Free-text object descriptions
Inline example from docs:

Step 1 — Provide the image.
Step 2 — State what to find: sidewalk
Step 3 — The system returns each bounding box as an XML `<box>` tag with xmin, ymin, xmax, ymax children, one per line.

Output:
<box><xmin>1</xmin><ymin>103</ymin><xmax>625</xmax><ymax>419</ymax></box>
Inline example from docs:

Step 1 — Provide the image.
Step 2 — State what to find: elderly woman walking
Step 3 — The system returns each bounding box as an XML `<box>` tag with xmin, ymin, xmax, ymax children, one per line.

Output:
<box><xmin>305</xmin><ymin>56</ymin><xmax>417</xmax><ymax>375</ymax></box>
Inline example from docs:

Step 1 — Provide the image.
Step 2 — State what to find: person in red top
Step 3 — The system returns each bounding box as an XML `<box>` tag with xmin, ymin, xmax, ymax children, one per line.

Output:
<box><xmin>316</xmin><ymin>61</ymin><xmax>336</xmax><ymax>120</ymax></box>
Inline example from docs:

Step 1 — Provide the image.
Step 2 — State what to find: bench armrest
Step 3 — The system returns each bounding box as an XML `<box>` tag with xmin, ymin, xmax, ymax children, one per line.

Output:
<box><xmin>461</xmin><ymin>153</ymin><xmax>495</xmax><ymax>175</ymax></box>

Work instruction - If a line contains the word "what", it counts; please state how many such lines the records above have, and nothing more.

Written response - 4